### TASK BRIEF
Exclude the pictures and return every line exactly as written.

### MATERIAL

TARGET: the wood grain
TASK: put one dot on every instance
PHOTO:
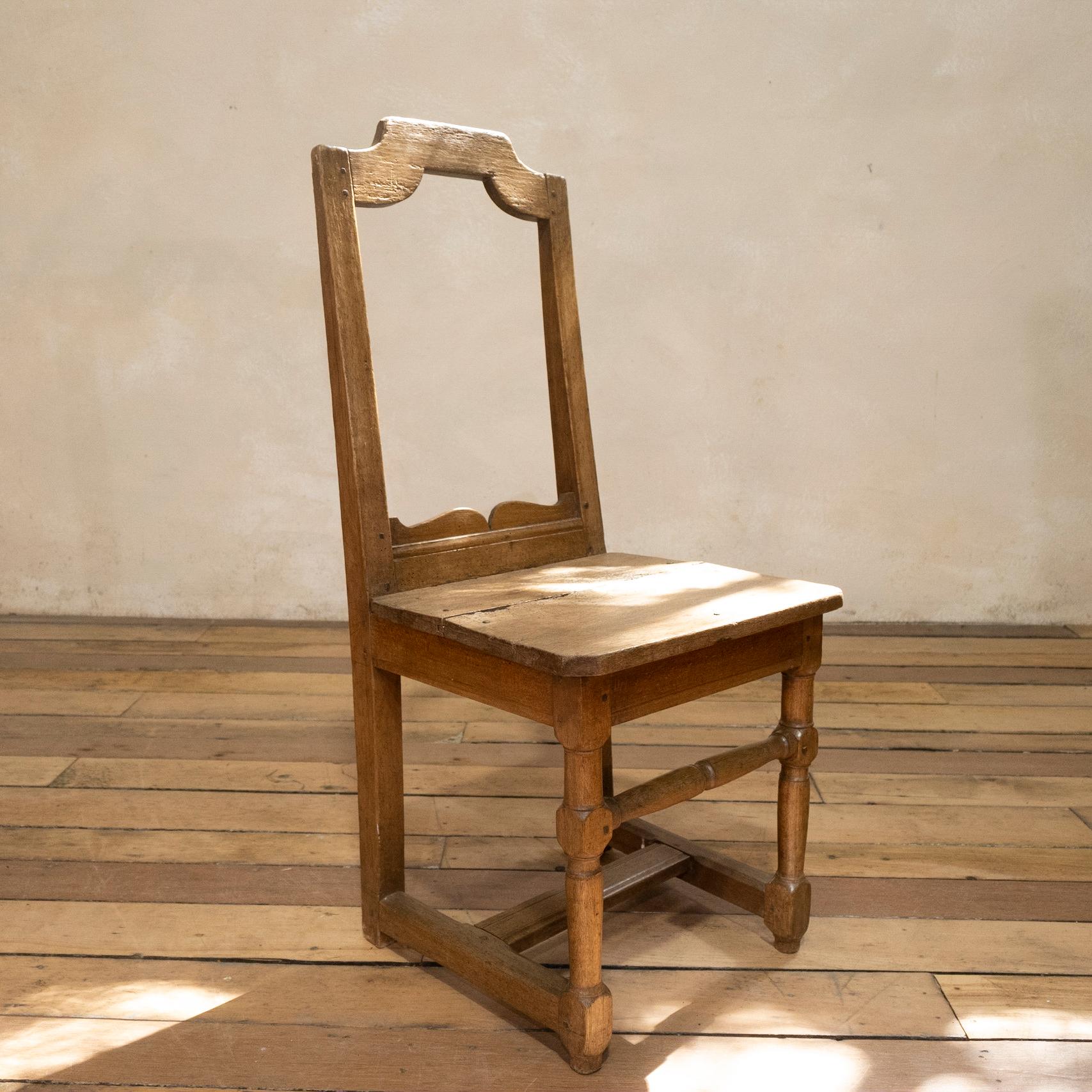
(901, 935)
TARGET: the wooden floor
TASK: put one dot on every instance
(179, 889)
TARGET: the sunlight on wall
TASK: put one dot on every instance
(773, 1066)
(35, 1047)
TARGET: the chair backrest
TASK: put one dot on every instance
(381, 554)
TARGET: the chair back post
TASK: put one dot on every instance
(384, 555)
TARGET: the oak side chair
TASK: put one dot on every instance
(526, 612)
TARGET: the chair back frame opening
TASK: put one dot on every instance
(383, 555)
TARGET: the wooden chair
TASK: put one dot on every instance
(526, 612)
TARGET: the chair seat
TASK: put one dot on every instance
(605, 613)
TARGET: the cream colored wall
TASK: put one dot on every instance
(834, 261)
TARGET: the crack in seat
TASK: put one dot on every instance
(605, 613)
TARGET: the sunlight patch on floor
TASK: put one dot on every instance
(773, 1066)
(36, 1047)
(1027, 1024)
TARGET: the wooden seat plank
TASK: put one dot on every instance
(606, 613)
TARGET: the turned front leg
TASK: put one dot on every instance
(583, 832)
(787, 901)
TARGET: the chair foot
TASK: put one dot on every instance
(585, 1025)
(587, 1063)
(786, 910)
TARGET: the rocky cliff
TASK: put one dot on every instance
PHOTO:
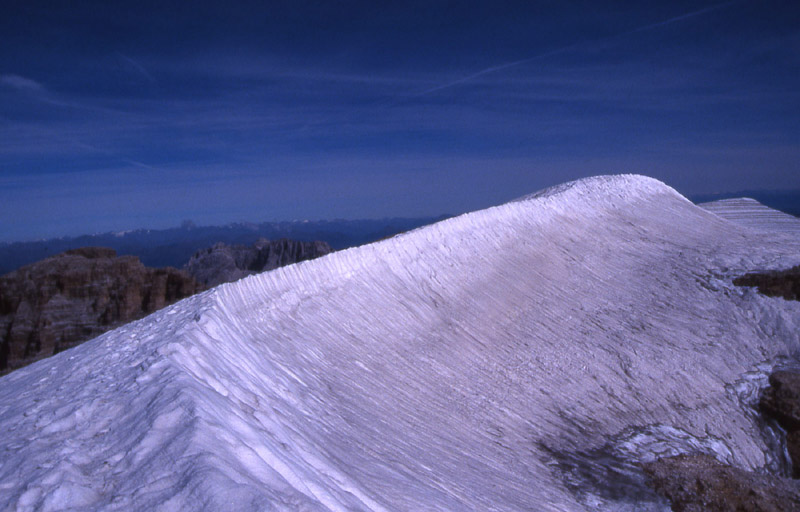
(64, 300)
(224, 263)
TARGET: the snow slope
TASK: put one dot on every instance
(523, 357)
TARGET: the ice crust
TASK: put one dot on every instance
(751, 213)
(506, 359)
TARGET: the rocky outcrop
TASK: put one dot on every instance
(701, 483)
(781, 401)
(224, 263)
(698, 483)
(64, 300)
(783, 283)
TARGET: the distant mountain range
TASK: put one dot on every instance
(173, 247)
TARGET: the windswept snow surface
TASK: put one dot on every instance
(751, 213)
(523, 357)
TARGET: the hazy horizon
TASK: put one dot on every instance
(125, 115)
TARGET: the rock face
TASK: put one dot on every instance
(781, 400)
(783, 283)
(224, 263)
(698, 483)
(64, 300)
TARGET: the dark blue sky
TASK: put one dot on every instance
(121, 115)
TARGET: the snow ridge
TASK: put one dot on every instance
(473, 364)
(749, 212)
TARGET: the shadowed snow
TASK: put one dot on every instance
(523, 357)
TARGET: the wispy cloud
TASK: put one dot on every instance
(136, 67)
(570, 47)
(21, 83)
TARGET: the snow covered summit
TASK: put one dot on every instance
(523, 357)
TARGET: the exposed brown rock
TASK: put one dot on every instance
(698, 483)
(781, 400)
(783, 283)
(64, 300)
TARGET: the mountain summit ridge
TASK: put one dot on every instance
(480, 362)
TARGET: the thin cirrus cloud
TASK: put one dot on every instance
(462, 107)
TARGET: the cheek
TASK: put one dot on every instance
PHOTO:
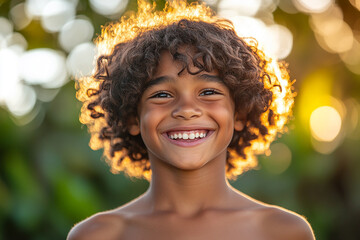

### WRITTEN SOLUTION
TARGET: the wood grain
TASK: put one dot on every instance
PHOTO:
(901, 935)
TARGET: the wooden floor
TASK: put one dot on every instance
(179, 889)
TARGET: the sunlight on wall
TASK: put one dot on every instance
(773, 1066)
(35, 1047)
TARGET: the chair backrest
TASK: put one dot on every instance
(381, 554)
TARGET: the chair back post
TASK: put one dot on every instance
(384, 555)
TARGET: the oak side chair
TASK: put one dot on every instance
(526, 612)
TARGET: the chair back frame opening
TASK: put one dot on every instance
(383, 555)
TARGET: the wooden chair
TASK: put one dot on every instance
(526, 612)
TARGET: the chair seat
TASK: put one dot on every instance
(605, 613)
TARGET: the cream colored wall
TASK: put one dot on every instance
(834, 261)
TARGET: the crack in seat
TASK: put one dot on every instance
(605, 613)
TARGET: the sunlight patch on floor
TASK: put one dot on every instance
(773, 1066)
(36, 1047)
(1027, 1024)
TARGET: the wooden seat plank
TASK: put one dot on every instance
(606, 613)
TARGET: the turned front leg
TASK: put one dot on every instance
(583, 832)
(787, 901)
TARGET: the chair foot
TASK: put one dot on every instance
(585, 1025)
(587, 1063)
(786, 910)
TARGET: the rocky cliff
TASK: put one dot on every instance
PHOTO:
(64, 300)
(224, 263)
TARGET: the snow slope
TASK: put one dot on every instance
(523, 357)
TARGET: the ice crust
TASK: put one dot on every instance
(751, 213)
(506, 359)
TARGET: the rocky outcrop
TASK: put one dot on every instance
(701, 483)
(781, 401)
(224, 263)
(698, 483)
(64, 300)
(783, 283)
TARGET: the distant mountain range
TASK: put one dot on every instance
(173, 247)
TARGET: the windswept snow surface
TASK: put one dot on every instance
(751, 213)
(523, 357)
TARGET: the hazy horizon
TASK: put one dot on every instance
(125, 115)
TARGET: the rock face
TASK: put one dot on every instance
(781, 400)
(783, 283)
(224, 263)
(698, 483)
(64, 300)
TARGET: the dark blue sky
TASK: put one dot on every instance
(121, 115)
TARGET: the snow ridge
TASK: put one dot on every instance
(473, 364)
(749, 212)
TARGET: the shadowed snow
TASK: put one dot on every instance
(523, 357)
TARGET: the wispy cloud
TASK: put one dot on every instance
(136, 67)
(570, 47)
(21, 83)
TARGET: the snow covered summit
TASK: put one dot on every instance
(523, 357)
TARGET: the exposed brown rock
TASK: put one dot on every instance
(698, 483)
(781, 400)
(783, 283)
(64, 300)
TARGET: the mountain summit ridge
TASK: put one dot on every instance
(480, 362)
TARGET: the thin cirrus cloud
TASK: put one dot on every instance
(462, 107)
TARGET: the cheek
TASK: put one dot on every instance
PHOTO:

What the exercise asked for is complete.